[A block of data]
▼▼▼
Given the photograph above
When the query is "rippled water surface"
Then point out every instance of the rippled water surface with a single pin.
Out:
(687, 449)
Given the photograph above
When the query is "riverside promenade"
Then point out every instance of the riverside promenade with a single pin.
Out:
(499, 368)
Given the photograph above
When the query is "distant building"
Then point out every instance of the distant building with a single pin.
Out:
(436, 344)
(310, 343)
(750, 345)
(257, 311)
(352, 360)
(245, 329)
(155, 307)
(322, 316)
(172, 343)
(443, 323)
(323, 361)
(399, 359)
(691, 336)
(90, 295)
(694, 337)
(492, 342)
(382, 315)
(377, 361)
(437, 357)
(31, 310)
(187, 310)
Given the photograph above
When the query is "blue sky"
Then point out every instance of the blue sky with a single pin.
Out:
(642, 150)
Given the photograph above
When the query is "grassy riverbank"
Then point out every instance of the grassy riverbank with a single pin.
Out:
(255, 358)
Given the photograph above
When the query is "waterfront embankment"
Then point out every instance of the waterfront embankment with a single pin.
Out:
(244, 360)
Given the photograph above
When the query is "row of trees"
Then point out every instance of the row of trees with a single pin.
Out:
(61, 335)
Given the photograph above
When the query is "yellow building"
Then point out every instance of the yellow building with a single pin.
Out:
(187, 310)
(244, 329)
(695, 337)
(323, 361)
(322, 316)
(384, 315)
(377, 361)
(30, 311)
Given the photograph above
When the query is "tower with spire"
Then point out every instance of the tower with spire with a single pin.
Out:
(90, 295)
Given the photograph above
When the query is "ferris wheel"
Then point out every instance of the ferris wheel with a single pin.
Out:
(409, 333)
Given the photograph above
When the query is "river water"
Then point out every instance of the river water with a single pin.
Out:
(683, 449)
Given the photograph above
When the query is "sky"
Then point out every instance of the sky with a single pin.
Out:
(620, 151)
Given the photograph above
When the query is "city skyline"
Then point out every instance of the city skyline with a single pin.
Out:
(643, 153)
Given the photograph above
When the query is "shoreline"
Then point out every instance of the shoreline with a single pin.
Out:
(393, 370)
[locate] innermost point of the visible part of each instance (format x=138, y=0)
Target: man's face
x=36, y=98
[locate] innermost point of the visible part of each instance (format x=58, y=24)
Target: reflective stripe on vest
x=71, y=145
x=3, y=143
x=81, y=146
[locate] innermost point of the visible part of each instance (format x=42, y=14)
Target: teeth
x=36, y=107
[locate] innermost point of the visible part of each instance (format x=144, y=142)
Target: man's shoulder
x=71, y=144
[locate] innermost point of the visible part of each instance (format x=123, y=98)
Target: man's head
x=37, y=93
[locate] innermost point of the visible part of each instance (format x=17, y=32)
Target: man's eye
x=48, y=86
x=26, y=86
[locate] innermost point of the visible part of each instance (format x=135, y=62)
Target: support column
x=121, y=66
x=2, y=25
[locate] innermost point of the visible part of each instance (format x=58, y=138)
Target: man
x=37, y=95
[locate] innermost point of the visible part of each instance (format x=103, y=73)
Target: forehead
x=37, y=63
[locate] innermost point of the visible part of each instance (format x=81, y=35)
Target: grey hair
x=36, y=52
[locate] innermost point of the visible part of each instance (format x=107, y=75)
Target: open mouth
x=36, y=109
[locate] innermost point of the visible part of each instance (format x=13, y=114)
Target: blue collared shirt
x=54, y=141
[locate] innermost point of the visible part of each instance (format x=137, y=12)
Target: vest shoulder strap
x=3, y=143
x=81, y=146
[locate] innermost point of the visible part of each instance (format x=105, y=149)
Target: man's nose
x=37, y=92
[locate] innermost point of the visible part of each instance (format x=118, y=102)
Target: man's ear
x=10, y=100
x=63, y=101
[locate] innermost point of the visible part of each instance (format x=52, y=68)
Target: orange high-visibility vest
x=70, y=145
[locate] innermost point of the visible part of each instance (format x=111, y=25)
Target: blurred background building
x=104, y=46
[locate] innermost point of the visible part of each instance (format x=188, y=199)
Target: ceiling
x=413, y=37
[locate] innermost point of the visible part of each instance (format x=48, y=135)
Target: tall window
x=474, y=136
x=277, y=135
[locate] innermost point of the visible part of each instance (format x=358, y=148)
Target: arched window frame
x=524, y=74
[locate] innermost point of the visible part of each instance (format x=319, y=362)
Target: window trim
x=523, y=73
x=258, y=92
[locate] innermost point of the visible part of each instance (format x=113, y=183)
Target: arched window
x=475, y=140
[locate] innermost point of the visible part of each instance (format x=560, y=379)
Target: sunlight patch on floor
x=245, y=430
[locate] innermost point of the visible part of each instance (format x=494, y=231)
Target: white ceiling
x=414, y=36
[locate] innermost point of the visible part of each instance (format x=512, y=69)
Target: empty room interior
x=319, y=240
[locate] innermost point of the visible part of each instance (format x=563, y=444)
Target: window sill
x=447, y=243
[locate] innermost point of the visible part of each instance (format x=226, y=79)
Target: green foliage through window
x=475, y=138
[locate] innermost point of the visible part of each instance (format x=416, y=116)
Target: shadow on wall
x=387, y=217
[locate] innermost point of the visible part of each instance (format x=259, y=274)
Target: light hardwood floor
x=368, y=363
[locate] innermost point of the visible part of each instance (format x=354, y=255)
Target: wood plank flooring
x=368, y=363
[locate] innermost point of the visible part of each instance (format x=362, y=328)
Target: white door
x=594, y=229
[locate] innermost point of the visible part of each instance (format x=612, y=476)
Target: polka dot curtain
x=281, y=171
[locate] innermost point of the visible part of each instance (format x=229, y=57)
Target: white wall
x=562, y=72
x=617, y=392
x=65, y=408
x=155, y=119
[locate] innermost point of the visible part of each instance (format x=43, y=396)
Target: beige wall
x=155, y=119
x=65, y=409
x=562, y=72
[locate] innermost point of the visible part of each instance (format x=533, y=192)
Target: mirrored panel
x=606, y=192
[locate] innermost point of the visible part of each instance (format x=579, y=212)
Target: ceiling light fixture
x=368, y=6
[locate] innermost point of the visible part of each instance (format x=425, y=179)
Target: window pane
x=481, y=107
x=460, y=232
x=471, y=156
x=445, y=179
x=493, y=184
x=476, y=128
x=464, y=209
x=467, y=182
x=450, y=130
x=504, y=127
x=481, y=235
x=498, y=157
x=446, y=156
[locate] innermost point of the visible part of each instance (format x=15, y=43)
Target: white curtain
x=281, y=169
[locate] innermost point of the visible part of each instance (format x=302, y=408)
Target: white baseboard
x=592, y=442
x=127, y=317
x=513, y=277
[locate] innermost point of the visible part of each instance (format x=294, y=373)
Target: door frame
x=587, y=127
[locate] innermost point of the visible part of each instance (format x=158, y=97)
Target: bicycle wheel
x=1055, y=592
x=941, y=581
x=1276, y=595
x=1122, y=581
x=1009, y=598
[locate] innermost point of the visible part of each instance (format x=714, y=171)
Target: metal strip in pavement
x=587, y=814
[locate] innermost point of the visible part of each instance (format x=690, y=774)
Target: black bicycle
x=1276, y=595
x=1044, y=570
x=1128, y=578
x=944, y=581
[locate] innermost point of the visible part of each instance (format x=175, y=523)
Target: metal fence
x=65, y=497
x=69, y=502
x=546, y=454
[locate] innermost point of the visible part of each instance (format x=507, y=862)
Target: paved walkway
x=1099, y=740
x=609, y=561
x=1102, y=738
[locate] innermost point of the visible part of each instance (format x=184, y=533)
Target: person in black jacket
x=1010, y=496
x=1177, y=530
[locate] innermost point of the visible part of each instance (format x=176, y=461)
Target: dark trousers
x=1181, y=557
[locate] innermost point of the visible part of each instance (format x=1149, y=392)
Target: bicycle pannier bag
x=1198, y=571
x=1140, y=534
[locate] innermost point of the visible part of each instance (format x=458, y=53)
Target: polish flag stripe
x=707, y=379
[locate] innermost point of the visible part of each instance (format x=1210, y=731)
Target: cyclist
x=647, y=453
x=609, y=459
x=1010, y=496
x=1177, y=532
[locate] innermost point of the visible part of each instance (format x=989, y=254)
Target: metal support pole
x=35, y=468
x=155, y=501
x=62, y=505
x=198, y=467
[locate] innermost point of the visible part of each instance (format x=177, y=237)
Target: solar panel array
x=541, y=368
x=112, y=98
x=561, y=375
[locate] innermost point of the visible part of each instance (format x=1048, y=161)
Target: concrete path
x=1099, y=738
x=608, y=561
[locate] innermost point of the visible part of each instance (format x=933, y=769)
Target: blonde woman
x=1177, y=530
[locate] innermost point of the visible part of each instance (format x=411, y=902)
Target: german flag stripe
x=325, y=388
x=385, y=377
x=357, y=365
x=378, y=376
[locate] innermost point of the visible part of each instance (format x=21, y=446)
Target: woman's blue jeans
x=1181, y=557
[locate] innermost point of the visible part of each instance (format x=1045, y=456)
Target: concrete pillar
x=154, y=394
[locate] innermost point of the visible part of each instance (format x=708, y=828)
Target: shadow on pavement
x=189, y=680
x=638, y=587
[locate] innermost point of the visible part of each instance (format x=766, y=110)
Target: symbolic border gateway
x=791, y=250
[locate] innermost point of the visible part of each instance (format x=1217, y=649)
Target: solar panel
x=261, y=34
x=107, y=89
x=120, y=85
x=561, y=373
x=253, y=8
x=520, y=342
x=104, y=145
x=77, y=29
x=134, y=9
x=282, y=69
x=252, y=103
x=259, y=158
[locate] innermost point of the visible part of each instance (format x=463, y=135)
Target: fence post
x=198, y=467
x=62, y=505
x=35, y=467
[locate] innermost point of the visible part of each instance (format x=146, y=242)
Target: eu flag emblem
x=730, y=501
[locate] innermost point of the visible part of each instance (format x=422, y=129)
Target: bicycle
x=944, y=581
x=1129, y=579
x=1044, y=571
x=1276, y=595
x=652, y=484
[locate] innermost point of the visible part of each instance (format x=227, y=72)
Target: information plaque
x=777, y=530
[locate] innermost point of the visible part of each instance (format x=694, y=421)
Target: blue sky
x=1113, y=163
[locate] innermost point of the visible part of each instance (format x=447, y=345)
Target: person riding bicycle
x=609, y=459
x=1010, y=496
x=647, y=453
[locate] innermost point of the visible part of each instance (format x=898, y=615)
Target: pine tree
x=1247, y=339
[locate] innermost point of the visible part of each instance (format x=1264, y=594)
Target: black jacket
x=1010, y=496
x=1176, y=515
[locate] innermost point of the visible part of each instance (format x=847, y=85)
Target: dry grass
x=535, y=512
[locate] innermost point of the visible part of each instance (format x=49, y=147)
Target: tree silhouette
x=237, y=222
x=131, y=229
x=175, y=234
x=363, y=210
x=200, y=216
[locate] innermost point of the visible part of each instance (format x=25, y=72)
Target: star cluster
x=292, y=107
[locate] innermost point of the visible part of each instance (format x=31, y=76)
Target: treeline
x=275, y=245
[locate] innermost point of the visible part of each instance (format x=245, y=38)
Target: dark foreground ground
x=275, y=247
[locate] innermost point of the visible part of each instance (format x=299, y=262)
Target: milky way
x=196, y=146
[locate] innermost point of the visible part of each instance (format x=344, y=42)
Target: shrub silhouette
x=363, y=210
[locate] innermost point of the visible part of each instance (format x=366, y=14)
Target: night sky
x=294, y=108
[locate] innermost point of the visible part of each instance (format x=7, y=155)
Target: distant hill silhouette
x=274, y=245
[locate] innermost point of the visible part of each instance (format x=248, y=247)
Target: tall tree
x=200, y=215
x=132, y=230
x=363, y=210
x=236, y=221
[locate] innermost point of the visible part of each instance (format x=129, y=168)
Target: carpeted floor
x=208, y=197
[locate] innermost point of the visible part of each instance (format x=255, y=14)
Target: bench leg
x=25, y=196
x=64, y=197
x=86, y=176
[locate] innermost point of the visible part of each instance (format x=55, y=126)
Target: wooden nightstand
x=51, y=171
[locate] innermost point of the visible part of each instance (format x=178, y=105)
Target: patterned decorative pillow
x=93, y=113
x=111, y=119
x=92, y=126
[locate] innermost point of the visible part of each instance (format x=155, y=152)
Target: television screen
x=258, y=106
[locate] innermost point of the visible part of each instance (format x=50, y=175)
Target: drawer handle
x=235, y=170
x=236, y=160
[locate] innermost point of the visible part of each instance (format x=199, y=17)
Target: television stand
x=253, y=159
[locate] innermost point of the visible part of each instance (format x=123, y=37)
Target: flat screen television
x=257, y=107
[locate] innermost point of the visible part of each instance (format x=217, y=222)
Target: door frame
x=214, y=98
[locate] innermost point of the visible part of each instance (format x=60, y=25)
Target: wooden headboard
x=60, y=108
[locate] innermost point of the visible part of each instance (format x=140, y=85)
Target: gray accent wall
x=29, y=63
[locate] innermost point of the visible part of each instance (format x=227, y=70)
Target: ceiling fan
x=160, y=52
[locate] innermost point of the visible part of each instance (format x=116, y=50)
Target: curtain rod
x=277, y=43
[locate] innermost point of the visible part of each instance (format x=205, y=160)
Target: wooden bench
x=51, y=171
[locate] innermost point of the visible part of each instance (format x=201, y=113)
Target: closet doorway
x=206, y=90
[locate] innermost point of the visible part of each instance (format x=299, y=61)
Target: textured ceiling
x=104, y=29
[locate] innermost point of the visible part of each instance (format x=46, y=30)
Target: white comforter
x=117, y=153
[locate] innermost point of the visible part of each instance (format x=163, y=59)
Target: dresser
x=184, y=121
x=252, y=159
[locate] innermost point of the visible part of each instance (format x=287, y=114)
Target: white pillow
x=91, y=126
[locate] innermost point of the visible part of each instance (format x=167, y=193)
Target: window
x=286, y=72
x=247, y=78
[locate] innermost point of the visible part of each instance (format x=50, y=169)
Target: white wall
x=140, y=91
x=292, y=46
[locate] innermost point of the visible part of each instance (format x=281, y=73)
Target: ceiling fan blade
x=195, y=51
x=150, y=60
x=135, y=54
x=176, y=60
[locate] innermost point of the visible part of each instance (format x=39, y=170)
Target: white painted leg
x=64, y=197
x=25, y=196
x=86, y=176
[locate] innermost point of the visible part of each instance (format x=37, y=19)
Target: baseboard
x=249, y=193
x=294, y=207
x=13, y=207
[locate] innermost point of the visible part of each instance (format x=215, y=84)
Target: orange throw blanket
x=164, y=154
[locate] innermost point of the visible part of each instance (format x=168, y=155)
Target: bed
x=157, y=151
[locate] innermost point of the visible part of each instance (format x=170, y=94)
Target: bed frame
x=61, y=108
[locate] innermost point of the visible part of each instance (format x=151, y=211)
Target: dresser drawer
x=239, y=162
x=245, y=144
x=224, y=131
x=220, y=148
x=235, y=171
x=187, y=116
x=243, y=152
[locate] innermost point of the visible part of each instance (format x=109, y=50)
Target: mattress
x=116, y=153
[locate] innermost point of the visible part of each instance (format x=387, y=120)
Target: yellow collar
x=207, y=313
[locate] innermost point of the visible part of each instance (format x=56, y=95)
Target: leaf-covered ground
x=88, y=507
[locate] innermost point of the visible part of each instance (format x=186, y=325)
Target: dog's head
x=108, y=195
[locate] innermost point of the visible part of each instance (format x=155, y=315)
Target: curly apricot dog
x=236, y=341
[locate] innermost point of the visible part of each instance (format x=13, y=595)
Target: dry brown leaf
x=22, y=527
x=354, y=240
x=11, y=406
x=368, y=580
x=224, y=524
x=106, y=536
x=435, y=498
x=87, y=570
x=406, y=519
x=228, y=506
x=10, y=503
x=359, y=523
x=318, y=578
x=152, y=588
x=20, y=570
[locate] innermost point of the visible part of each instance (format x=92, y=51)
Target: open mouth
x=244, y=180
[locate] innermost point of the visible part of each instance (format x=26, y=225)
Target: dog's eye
▲▲▲
PROBLEM TO WORK ON >> In the entries above, lay out everything from the line containing "(format x=201, y=113)" down to the line containing "x=91, y=126", both included, as a JSON list of strings. Give one string per line and leave out blank lines.

EXERCISE RESPONSE >>
[
  "[locate] innermost point of the visible part of each instance (format x=201, y=113)",
  "Target: closet doorway",
  "x=206, y=90",
  "[locate] innermost point of the visible part of each instance (format x=299, y=61)",
  "Target: textured ceiling",
  "x=104, y=29",
  "[locate] innermost point of the visible part of each instance (format x=46, y=30)",
  "Target: white comforter",
  "x=117, y=153",
  "[locate] innermost point of the visible part of each instance (format x=163, y=59)",
  "Target: dresser",
  "x=184, y=121",
  "x=252, y=159",
  "[locate] innermost point of the visible part of each instance (format x=287, y=114)",
  "Target: white pillow",
  "x=91, y=126"
]